(Entries from a point annotation set)
◇ ◇ ◇

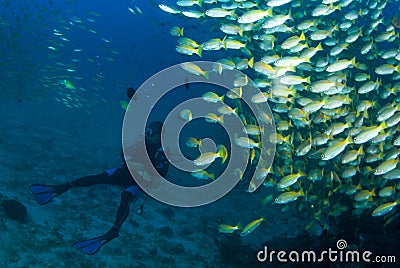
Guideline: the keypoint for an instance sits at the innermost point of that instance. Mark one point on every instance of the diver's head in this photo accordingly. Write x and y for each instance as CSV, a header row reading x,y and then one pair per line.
x,y
130,92
153,133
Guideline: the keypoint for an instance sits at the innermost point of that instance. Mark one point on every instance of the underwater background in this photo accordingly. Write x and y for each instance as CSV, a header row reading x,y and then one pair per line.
x,y
64,70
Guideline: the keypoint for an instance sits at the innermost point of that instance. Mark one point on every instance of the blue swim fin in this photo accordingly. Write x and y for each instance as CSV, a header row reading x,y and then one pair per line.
x,y
91,246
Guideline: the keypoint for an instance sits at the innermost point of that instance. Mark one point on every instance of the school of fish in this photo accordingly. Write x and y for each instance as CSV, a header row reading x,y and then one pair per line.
x,y
329,69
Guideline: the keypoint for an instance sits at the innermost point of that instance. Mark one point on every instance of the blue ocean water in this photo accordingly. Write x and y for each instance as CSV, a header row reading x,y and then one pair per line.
x,y
51,135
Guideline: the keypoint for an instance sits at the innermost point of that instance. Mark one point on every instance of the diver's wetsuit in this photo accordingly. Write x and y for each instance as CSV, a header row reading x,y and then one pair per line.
x,y
122,177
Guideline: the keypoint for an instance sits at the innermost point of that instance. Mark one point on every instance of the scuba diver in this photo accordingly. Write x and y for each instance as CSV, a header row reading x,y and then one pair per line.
x,y
116,176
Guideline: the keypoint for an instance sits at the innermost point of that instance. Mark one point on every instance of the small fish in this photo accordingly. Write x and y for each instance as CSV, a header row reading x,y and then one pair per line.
x,y
288,197
194,69
209,157
384,208
176,31
124,104
213,118
186,115
228,229
246,142
212,97
169,9
68,84
249,228
193,142
203,175
187,83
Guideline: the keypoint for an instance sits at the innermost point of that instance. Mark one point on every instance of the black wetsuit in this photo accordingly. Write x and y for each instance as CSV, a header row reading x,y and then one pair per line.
x,y
122,177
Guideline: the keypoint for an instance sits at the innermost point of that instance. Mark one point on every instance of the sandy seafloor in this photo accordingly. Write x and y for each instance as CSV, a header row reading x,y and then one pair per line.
x,y
46,142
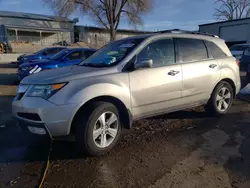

◇ ◇ ◇

▸ **Exercise aim**
Rewrite every one of the entries above, swapping "innermost" for "most central" wherever it occurs and keeping everything else the same. Leave the pictures out of your answer.

▸ **Response for this exercise**
Guideline: the keypoint for an instance sits at the most central point of that instance. Mark one point on every instance of the diver's head in this photo accordingly. Write x and y for each instance as CSV, a header row reading x,y and then one pair per line.
x,y
130,92
153,133
Guideline: the keypoint for an instance sits at the most central point of that instance. Mark one point on every instance of the underwater background in this photo accordingly. Write x and y for each instance as CSV, a header row reading x,y and then one pair per line.
x,y
64,70
Guideline: the keypoint for an instance sits at the most central point of that instance. Mark one point on every instance of the blue swim fin in this photo accordingly. Write x and y for each instance as CSV, a header row reading x,y and then one pair per line.
x,y
91,246
Guideline: the keypoint for an instance sits at the most central point of that instance. Mark one point on every instance of the school of fish in this photo accordingly. Write x and y for each instance as CSV, a header row reading x,y and then one pair per line.
x,y
329,69
Guideline: the keypoint for an instance sits at the most central point of that instance. Mark one point on every instance of the blue ocean water in this photo accordingly. Write x and y for each instance as CSV, a header row reading x,y and then one pair per line.
x,y
51,135
Guideline: the keypoint for an instance sits at the most central point of that instance. Mark one point on every instance of the diver's wetsuit in this photo accordingly. Write x and y for each instance as CSV, a header row reading x,y and then one pair per line.
x,y
122,177
Guideline: the keypoint for an instance sits at the most central point of that instance. Mark one point on every instance of the scuba diver in this photo accordingly. Write x and y for each instance as CSV, a header row reading x,y and then one pair per line.
x,y
116,176
Guideline: the keypoint for an instance sits at the most central point of that instance. Mark one point on every instance of the small fish in this photo accordingly. Write x and y for each instance as CSV, a header row reading x,y and then one pair per line.
x,y
288,197
194,69
209,157
384,208
176,31
124,104
213,118
186,115
228,229
246,142
212,97
169,9
68,84
249,228
193,142
203,175
187,83
Guideline: the keypoint for an instance sits at the most central point of that instance. Mark one point on every instance of the black wetsuit in this photo accordingly. Write x and y for each instance as CSV, a header row reading x,y and then one pair per line.
x,y
122,177
Guideline: the keypoint for an instance sits at the most central point of that instance. Mark one point on every instance of the sandy seafloor in this photo accordingly. Write x and y for each instance as CSV, a header row reading x,y and then one pair per line.
x,y
46,142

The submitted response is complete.